*DIRECTIONS FOR THIS TASK*:
Identify every line in the records below that contains the word "seated", and copy each of those lines.

*DATA IN THIS EXERCISE*:
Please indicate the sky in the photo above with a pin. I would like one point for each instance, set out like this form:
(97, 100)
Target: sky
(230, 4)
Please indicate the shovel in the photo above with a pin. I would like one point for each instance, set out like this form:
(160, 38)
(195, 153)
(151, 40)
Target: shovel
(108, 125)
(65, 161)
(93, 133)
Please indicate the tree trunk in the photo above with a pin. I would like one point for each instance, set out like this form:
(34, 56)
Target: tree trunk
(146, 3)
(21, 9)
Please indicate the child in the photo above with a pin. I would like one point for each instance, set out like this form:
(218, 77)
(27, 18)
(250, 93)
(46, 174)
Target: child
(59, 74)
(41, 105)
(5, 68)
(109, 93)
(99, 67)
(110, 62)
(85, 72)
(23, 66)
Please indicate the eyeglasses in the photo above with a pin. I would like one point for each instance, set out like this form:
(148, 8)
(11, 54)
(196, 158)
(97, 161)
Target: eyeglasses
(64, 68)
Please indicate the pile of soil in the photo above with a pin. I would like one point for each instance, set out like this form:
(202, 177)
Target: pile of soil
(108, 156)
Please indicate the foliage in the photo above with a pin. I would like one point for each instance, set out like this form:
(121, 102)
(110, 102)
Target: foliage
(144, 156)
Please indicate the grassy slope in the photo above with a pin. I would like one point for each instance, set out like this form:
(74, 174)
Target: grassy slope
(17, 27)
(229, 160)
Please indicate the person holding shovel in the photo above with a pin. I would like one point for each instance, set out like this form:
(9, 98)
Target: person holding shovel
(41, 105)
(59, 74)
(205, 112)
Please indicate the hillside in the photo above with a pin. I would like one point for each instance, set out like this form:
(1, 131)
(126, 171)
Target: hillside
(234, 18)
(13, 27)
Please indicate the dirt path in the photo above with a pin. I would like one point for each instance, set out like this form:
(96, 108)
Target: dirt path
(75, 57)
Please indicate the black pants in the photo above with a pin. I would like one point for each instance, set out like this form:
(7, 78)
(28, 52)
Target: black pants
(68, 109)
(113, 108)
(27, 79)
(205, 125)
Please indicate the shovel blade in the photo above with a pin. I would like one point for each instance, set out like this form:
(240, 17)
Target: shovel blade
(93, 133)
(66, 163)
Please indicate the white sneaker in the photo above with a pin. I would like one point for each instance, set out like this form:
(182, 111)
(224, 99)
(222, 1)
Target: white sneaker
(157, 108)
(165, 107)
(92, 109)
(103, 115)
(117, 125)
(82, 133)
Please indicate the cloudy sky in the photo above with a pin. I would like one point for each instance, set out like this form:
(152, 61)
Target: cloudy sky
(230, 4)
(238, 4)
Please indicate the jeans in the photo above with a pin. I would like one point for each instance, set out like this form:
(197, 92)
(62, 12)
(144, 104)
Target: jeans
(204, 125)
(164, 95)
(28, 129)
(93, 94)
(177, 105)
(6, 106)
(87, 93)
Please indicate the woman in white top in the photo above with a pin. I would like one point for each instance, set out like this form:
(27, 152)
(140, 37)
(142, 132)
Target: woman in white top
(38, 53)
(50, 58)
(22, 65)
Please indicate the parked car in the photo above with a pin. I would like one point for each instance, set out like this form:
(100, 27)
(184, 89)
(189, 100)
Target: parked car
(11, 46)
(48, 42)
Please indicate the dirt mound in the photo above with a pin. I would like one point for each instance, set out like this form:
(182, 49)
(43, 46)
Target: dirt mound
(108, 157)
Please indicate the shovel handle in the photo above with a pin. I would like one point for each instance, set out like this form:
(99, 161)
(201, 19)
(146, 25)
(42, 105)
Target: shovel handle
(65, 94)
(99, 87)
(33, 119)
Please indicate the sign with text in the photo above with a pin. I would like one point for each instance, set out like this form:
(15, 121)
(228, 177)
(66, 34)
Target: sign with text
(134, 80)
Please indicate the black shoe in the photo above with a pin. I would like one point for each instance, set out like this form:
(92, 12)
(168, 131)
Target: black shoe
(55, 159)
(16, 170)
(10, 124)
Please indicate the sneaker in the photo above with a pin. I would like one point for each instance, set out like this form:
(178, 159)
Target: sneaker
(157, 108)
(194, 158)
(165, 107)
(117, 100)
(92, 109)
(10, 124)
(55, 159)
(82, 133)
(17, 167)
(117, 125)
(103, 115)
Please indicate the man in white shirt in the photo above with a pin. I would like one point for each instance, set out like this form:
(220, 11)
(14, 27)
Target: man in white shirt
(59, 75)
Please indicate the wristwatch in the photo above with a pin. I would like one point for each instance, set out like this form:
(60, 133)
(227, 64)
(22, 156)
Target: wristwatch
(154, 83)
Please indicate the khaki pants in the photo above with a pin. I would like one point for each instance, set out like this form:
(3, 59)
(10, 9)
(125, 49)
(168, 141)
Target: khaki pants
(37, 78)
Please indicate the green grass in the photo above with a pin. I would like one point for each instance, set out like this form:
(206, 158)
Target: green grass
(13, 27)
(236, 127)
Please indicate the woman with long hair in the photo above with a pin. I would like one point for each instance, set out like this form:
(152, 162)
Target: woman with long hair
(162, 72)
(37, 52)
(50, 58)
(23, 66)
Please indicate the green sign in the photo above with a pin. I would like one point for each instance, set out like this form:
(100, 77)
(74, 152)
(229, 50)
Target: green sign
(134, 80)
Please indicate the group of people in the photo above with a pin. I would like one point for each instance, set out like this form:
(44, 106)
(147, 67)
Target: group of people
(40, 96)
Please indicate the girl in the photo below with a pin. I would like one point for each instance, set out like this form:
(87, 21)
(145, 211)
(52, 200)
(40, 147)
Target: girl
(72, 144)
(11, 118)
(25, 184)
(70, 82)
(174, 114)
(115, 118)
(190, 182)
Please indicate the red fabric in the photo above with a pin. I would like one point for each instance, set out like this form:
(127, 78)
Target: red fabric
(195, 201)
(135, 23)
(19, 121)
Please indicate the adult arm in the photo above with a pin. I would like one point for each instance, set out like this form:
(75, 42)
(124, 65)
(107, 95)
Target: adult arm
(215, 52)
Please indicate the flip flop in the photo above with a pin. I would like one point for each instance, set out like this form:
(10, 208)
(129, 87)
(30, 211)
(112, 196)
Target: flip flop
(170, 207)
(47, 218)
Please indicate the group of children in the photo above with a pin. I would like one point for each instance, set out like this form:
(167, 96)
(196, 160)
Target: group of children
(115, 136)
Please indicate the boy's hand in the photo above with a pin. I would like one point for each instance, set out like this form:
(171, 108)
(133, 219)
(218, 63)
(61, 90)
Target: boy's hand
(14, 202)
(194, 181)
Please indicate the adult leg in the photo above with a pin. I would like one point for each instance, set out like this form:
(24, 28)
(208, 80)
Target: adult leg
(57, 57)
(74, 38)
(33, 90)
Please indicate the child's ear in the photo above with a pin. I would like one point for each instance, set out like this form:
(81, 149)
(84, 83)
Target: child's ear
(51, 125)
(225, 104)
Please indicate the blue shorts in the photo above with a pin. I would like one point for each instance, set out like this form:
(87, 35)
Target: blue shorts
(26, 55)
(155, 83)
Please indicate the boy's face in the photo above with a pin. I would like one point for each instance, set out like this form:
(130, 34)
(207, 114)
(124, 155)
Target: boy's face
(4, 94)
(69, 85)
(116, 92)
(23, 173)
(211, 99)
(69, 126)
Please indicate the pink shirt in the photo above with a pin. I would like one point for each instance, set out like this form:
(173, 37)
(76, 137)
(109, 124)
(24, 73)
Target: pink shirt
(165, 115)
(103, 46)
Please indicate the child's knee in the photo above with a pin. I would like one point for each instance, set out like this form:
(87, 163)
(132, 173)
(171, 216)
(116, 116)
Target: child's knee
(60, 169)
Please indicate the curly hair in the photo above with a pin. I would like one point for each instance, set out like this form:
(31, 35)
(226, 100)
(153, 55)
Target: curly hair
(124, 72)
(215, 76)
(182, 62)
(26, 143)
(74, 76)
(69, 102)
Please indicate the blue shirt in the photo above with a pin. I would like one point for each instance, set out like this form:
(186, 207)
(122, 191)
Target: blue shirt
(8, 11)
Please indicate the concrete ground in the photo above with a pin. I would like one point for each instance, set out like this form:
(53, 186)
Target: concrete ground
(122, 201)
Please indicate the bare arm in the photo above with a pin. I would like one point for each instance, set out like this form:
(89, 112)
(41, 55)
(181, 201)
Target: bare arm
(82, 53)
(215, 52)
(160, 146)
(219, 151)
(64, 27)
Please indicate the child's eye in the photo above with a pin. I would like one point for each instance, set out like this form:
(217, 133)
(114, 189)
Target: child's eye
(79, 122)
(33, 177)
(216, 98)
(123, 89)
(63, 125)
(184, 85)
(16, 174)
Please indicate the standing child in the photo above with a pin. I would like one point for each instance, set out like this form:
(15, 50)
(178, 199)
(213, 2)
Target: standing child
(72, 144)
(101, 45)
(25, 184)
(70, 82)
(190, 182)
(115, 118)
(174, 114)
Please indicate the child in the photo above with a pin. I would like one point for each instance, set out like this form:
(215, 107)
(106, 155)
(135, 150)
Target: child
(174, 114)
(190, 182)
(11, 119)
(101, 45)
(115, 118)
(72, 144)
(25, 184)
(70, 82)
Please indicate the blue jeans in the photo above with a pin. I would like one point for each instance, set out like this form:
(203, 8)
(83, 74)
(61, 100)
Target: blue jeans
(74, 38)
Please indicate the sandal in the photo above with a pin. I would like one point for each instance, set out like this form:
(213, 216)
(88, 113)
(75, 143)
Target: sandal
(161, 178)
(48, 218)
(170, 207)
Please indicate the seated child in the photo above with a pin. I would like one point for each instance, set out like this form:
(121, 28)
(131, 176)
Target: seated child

*SOLUTION TO THE EXERCISE*:
Please indicate the seated child in the photo above with a pin. I would like one point for each instance, set out like this form:
Target: seated child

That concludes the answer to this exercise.